WHAT IS BEING ASKED: Report every line of the records below that contains the word "mask".

-- DATA TO PROCESS follows --

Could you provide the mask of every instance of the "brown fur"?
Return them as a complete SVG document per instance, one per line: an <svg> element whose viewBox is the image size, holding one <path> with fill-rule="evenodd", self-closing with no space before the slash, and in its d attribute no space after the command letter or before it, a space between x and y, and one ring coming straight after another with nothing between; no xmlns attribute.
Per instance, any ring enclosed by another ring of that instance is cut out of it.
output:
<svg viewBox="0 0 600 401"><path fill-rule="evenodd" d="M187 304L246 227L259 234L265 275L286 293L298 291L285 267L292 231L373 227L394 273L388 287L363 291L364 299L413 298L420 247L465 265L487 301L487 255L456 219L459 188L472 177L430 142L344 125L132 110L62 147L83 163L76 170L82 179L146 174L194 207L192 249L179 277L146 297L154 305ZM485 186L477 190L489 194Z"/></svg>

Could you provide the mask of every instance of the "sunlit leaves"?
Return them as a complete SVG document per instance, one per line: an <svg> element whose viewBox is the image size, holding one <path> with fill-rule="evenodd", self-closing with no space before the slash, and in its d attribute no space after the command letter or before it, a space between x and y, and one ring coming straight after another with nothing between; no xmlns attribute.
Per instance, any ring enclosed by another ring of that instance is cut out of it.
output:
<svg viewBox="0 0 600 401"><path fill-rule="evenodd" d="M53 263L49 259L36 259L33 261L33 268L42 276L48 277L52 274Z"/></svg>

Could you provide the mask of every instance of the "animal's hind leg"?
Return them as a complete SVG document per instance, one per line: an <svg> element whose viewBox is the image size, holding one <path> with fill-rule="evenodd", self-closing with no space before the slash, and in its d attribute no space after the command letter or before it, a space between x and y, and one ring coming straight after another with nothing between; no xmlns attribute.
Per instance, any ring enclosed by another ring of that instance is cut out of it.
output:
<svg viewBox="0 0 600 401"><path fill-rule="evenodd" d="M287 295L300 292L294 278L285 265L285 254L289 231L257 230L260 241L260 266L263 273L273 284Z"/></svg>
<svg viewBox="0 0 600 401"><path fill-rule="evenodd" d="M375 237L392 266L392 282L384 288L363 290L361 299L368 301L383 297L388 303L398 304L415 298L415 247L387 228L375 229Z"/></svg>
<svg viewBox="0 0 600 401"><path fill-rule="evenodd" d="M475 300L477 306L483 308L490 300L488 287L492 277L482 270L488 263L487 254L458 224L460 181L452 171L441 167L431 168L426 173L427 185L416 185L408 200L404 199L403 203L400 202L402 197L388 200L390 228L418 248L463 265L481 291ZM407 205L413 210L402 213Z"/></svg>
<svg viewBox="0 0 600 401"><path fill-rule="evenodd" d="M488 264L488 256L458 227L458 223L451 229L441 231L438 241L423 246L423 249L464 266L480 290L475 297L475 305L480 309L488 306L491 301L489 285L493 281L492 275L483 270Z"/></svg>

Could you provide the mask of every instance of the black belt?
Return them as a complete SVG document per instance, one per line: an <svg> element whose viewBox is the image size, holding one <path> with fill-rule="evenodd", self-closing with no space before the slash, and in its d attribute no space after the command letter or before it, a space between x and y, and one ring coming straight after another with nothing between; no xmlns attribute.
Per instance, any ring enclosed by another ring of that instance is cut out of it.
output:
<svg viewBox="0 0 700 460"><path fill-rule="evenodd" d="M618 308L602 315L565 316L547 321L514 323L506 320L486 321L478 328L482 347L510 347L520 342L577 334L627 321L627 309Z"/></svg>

-- DATA TO PROCESS concluded --

YOUR SOLUTION:
Could you provide the mask of every instance of the "brown fur"?
Could you provide the mask of every instance of the "sunlit leaves"?
Could you provide the mask of every instance of the "animal's hind leg"?
Could you provide the mask of every instance of the black belt?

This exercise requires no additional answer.